What needs to be done: The answer must consist only of the lines from the line with "Tag the concrete curb" to the line with "[1191, 419]", both included, exactly as they stand below.

Records contained in a dataset:

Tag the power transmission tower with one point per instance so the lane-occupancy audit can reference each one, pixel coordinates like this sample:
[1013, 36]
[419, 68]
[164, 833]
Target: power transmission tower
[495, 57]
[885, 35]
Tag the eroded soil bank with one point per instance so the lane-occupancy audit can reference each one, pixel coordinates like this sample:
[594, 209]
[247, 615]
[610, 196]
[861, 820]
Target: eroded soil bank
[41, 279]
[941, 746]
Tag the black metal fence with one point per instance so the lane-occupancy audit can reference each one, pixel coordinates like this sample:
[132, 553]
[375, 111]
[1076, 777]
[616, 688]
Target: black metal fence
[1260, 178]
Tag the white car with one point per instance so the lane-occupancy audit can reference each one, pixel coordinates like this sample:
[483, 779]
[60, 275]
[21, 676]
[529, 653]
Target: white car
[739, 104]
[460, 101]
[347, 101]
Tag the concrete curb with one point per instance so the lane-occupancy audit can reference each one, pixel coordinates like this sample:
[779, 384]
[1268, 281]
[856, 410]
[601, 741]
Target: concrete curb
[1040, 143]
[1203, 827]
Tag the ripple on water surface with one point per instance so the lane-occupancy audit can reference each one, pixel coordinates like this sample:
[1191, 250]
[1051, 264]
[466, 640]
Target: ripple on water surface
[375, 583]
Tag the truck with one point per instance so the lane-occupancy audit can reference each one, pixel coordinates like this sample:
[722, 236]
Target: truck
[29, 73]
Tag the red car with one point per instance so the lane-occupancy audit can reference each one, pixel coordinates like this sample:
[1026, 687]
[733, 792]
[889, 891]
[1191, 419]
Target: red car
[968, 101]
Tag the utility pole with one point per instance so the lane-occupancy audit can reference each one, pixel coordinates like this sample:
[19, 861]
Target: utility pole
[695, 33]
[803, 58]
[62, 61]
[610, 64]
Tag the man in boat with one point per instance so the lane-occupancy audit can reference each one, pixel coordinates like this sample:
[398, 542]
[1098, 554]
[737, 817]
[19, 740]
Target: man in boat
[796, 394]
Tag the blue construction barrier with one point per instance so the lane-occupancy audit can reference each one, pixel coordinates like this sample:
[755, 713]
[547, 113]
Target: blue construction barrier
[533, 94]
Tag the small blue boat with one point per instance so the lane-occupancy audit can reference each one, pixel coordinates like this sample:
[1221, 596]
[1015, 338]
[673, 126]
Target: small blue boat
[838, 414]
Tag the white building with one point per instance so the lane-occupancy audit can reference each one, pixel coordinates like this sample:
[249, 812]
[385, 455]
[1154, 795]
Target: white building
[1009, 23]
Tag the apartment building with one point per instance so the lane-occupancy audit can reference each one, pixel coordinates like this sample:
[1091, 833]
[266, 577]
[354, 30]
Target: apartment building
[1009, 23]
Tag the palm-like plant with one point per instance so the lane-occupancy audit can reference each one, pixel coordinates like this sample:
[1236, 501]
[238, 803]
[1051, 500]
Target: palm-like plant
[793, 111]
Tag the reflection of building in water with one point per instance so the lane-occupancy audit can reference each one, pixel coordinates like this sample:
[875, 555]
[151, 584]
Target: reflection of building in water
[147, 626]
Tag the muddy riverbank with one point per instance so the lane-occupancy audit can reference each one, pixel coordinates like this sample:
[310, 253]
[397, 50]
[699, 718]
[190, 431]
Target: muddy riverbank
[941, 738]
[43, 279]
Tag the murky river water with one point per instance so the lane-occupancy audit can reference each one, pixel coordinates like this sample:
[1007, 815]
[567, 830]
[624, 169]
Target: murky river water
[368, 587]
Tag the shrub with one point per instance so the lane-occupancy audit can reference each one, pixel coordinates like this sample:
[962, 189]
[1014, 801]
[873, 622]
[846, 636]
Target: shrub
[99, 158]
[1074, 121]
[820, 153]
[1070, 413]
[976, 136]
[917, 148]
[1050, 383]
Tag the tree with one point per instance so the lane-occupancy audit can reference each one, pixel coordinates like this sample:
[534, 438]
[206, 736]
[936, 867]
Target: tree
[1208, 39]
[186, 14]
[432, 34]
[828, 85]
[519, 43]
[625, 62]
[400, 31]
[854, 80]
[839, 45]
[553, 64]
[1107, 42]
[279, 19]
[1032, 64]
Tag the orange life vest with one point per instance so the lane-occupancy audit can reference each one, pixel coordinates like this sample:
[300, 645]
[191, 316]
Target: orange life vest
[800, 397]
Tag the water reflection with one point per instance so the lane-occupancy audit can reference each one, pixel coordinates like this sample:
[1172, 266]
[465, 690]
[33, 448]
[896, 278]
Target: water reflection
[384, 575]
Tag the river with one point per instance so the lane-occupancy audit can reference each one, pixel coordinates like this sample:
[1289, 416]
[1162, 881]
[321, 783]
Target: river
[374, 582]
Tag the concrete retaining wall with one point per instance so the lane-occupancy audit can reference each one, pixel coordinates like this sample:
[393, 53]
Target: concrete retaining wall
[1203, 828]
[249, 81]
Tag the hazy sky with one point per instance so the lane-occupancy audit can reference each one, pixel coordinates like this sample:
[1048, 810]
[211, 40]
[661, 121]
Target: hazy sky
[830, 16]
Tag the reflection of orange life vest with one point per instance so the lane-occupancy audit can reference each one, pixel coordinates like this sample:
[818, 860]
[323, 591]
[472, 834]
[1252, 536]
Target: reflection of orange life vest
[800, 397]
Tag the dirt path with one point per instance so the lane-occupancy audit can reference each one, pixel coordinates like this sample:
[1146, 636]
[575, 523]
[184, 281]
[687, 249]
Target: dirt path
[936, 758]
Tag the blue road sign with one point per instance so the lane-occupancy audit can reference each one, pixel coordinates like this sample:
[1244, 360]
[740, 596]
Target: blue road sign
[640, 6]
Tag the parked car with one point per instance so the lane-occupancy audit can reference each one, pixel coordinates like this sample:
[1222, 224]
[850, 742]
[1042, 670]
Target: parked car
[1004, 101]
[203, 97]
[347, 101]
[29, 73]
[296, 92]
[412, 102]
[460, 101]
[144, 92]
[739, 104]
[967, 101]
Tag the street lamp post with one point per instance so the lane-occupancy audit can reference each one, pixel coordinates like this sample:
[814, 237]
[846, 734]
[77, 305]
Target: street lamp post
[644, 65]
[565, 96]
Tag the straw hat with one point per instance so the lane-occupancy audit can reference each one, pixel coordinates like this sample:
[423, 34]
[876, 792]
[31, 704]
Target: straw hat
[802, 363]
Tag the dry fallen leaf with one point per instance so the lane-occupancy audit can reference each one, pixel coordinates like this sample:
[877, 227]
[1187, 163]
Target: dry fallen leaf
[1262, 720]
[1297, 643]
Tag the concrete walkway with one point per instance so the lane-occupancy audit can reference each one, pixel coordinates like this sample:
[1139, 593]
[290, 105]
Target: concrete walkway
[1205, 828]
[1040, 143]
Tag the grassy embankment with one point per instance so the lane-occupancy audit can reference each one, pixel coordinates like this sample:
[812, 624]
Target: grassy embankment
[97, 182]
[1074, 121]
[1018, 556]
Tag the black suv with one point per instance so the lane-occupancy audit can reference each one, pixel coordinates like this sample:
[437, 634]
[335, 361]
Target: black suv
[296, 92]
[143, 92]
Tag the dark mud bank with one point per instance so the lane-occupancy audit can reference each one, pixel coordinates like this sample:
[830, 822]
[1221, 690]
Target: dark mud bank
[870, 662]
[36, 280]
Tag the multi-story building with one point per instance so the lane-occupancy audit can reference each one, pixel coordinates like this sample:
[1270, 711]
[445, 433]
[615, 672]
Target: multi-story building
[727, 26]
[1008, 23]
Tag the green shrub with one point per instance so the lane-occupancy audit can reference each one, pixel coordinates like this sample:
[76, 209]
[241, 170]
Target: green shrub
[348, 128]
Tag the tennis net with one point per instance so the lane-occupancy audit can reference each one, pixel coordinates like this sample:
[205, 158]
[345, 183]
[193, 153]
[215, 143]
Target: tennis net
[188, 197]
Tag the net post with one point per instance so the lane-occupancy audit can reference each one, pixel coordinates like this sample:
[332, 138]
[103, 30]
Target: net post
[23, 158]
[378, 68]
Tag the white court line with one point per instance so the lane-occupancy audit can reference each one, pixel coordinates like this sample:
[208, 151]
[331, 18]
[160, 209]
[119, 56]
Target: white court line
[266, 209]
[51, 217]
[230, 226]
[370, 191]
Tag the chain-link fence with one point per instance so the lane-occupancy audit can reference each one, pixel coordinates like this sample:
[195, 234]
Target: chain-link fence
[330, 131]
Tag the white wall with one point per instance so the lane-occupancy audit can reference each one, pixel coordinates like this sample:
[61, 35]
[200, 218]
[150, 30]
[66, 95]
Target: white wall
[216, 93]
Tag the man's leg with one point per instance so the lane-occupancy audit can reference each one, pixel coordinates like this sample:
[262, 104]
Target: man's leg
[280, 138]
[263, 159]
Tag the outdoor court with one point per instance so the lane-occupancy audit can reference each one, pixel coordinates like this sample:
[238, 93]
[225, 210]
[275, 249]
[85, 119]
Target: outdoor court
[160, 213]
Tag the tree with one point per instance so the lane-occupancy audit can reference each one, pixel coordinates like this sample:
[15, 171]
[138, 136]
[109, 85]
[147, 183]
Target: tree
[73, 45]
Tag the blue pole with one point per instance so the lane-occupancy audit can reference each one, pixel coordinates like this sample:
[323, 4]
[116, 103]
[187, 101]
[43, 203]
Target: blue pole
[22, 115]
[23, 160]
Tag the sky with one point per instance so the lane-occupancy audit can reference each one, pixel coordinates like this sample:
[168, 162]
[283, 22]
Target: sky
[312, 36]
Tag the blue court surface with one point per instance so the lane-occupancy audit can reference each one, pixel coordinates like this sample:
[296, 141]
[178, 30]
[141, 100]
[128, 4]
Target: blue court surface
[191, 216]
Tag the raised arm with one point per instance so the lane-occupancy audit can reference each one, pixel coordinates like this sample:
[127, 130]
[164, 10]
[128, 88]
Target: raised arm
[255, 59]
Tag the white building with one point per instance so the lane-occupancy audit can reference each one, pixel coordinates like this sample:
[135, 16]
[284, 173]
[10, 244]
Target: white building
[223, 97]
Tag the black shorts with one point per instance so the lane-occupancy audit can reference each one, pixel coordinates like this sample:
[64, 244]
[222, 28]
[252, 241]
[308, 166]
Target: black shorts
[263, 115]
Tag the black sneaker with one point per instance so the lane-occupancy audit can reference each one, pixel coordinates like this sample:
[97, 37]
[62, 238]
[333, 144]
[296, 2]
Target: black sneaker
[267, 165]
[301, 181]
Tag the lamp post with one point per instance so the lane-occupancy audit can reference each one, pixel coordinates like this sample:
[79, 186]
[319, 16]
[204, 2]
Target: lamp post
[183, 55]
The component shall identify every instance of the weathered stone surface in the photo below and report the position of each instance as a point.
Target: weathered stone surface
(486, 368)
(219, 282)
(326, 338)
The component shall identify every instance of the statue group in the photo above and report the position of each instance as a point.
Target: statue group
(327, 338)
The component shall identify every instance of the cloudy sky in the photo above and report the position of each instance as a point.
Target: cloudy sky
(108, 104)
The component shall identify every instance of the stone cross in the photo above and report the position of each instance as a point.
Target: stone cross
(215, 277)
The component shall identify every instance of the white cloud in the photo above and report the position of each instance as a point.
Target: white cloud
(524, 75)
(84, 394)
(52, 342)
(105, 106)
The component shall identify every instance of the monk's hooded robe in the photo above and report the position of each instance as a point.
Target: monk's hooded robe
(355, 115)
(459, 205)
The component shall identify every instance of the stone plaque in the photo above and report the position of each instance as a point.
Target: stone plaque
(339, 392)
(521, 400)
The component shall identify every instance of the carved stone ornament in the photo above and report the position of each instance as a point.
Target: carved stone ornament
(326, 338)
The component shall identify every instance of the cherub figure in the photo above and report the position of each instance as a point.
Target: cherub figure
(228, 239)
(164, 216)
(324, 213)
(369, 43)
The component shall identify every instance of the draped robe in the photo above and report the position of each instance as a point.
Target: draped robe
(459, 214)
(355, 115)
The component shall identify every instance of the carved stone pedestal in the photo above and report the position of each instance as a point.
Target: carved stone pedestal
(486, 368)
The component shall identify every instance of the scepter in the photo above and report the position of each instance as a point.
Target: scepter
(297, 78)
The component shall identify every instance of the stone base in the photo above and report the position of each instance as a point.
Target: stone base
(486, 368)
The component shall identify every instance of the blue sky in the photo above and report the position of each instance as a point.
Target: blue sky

Answer space:
Tag the concrete curb with one point per instance so the lane-occupancy audit can reference each one, pixel coordinates like this sample:
[779, 384]
[1268, 281]
[856, 410]
[601, 741]
Target: concrete curb
[1040, 143]
[1203, 827]
Tag the ripple on water surface with one point per instance so the lane-occupancy audit can reference each one, pixel coordinates like this sample:
[1191, 250]
[1051, 264]
[466, 640]
Target: ripple on water surface
[375, 583]
Tag the truck with one point per instance so the lane-occupancy audit can reference each one, pixel coordinates like this sample:
[722, 236]
Target: truck
[29, 73]
Tag the red car with one point per instance so the lane-occupancy audit can reference each one, pixel coordinates like this sample:
[1026, 687]
[733, 792]
[889, 891]
[1191, 419]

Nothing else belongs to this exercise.